## THE DATA
+++
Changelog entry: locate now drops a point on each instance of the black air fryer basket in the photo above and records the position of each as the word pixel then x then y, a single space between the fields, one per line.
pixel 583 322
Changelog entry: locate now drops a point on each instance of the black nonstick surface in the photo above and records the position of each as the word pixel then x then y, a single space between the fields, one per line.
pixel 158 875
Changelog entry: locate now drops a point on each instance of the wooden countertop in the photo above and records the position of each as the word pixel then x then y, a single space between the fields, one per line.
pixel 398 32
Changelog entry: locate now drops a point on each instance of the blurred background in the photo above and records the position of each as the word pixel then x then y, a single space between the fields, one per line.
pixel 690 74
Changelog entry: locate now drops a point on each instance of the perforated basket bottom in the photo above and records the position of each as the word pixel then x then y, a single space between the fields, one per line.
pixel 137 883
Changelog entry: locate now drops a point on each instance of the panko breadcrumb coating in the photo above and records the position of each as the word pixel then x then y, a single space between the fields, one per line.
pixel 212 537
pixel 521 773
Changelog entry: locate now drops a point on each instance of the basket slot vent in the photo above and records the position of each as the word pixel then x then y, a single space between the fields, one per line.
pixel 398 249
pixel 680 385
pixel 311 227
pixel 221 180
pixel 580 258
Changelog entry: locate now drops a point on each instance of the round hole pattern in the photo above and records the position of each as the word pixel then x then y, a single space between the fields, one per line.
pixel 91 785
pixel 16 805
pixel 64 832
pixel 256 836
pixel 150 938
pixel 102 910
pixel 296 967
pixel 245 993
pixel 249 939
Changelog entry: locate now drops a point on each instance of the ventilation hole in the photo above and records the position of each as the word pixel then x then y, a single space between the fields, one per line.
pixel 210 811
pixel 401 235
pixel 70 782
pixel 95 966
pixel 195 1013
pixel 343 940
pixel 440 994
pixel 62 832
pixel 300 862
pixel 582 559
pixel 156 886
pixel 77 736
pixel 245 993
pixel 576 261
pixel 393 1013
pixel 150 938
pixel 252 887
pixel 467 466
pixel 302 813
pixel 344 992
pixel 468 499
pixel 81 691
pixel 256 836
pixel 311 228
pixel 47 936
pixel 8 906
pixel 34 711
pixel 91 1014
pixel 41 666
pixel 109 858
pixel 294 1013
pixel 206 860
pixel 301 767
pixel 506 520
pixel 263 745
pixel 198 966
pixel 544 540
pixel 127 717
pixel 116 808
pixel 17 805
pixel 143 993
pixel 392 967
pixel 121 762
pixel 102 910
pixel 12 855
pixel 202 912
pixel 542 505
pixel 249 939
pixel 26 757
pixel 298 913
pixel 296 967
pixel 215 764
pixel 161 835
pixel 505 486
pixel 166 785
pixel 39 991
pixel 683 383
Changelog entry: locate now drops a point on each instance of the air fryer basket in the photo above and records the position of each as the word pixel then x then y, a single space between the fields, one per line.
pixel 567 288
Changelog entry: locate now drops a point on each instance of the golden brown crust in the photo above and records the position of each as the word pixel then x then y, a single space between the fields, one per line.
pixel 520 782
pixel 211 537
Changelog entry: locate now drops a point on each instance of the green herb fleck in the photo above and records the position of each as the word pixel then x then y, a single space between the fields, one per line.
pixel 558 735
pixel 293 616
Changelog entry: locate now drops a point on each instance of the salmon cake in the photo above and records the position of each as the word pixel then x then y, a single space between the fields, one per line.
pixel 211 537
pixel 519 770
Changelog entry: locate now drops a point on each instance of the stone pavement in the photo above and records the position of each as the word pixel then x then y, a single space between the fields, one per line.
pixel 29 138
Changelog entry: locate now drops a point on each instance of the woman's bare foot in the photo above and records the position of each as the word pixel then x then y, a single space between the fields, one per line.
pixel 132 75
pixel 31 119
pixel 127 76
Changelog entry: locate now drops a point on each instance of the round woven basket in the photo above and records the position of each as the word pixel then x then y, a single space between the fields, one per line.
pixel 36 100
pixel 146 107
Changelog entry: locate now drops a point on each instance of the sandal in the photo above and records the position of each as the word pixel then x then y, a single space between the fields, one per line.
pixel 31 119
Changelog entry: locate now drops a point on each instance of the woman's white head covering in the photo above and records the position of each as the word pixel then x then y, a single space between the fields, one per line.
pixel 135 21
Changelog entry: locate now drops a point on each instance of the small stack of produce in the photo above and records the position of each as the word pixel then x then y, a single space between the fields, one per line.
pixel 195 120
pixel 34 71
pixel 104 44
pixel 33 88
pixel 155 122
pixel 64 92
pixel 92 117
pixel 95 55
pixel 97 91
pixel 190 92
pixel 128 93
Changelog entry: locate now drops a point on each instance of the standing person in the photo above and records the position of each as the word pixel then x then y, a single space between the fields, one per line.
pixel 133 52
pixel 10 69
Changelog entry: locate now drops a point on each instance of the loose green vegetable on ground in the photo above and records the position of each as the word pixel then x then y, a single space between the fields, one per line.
+++
## TASK DESCRIPTION
Transcribe all of the items above word for word, keeping every line unchanged.

## CORRECT ANSWER
Changelog entry: locate now drops a point on each instance of the black air fryer basket in the photo above and records the position of each as the word pixel then x then y, a single space between the fields, one per line.
pixel 583 322
Changelog entry: locate now drops a point on each instance of the black nonstick surface in the photo above and records the position of each as the word pixel then x then y, a single space between the fields, one per line.
pixel 158 875
Changelog entry: locate now drops a point on each instance of the wooden countertop in the photo above and records the position of each as the word pixel then x then y, a single space between the fields, one per line.
pixel 398 32
Changelog entry: locate now drops a point on each instance of the blurred background in the photo above and records the position of each as the word pixel then x then y, a single space between the fields, one per line.
pixel 690 74
Changelog entry: locate now drops a point on each instance of the perforated basket bottom in the photo above and records the position of each as the word pixel then x then y, a single space between the fields, one per line.
pixel 137 883
Changelog entry: locate now drops a point on each instance of the panko breadcrumb coating in the photo above and records the position of each as the word pixel then x then y, a single space between the fields, one per line.
pixel 212 537
pixel 521 773
Changelog entry: locate now drops a point on each instance of the basket slot vent in the photo above and records the position of each as the word pixel then x then y, a single space between the fields, one per line.
pixel 398 249
pixel 680 385
pixel 311 227
pixel 221 180
pixel 580 258
Changelog entry: locate now drops a point on each instance of the round hole pattern in the photo above and records the position of each as the word pixel then x then y, a single space between the fields, one per line.
pixel 91 785
pixel 16 805
pixel 64 832
pixel 256 836
pixel 150 938
pixel 102 910
pixel 296 967
pixel 245 993
pixel 249 939
Changelog entry: locate now drops a point on each instance of the ventilation hole in the photo above and records the position of each as the word pixel then x then y, a single space between the fields, one per line.
pixel 210 811
pixel 401 235
pixel 70 782
pixel 95 966
pixel 195 1013
pixel 343 940
pixel 440 994
pixel 62 832
pixel 300 862
pixel 582 559
pixel 156 886
pixel 77 736
pixel 245 993
pixel 576 261
pixel 393 1013
pixel 150 938
pixel 252 887
pixel 467 466
pixel 302 813
pixel 344 992
pixel 468 499
pixel 81 691
pixel 256 836
pixel 311 228
pixel 47 936
pixel 8 906
pixel 34 711
pixel 91 1014
pixel 41 666
pixel 109 858
pixel 294 1013
pixel 206 860
pixel 301 767
pixel 506 520
pixel 263 745
pixel 198 966
pixel 544 540
pixel 127 717
pixel 116 808
pixel 17 805
pixel 143 993
pixel 392 967
pixel 121 762
pixel 102 910
pixel 12 855
pixel 202 912
pixel 542 505
pixel 249 939
pixel 26 757
pixel 298 913
pixel 296 967
pixel 215 764
pixel 161 835
pixel 505 486
pixel 166 785
pixel 39 991
pixel 683 383
Changelog entry: locate now drops a point on each instance of the air fryer basket in the photo above and records the position of each as the word pixel then x then y, a single space between the fields, one per line.
pixel 567 288
Changelog entry: locate now drops a point on each instance of the golden brown crust in the photo above and records the position of each as the word pixel then x then y, a single space between the fields, one per line.
pixel 520 782
pixel 211 537
Changelog entry: locate now drops a point on each instance of the green herb fleck in the photo above and records the position of each as the word pixel then x then y, a single space between the fields, one per line.
pixel 558 735
pixel 293 616
Changelog entry: locate now drops a point on each instance of the salmon cake in the photo above and records the position of each as the word pixel then x then y, a single space between the fields, one per line.
pixel 211 537
pixel 519 770
Changelog entry: locate now drops a point on each instance of the stone pavement in the photo above and records the position of each as the word pixel then x then y, a single space between the fields, one per line.
pixel 29 138
Changelog entry: locate now drops a point on each instance of the woman's bare foot in the photo above and records the position of each as the word pixel then x then y, a single space between the fields, one per line.
pixel 132 75
pixel 31 119
pixel 127 76
Changelog entry: locate now drops a point on each instance of the round woven basket in the photo above and records the position of each as the word pixel then x then y, a single space between the fields, one per line.
pixel 36 100
pixel 146 107
Changelog entry: locate now drops a point on each instance of the sandal in the photo above and records the position of each as the word pixel then x then y, a single space between the fields, one per line.
pixel 31 119
Changelog entry: locate now drops a point on each instance of the woman's white head covering in the photo above and records the position of each as the word pixel then x then y, a single space between the fields, one per line.
pixel 135 21
Changelog entry: locate now drops a point on each instance of the small stack of produce in the photo above and records the position of each as the word pixel then x then y, a single space between the fields, one per line.
pixel 195 120
pixel 34 71
pixel 104 44
pixel 33 88
pixel 155 122
pixel 64 92
pixel 92 117
pixel 95 55
pixel 97 91
pixel 190 92
pixel 128 93
Changelog entry: locate now drops a point on each instance of the standing person in the photo above and records the position of each as the word pixel then x then y, a single space between the fields, one per line.
pixel 133 52
pixel 10 69
Changelog entry: locate now drops a point on each instance of the loose green vegetable on ground in the photo above and records the position of each as the word pixel then x then y, a single space between the fields, one per line.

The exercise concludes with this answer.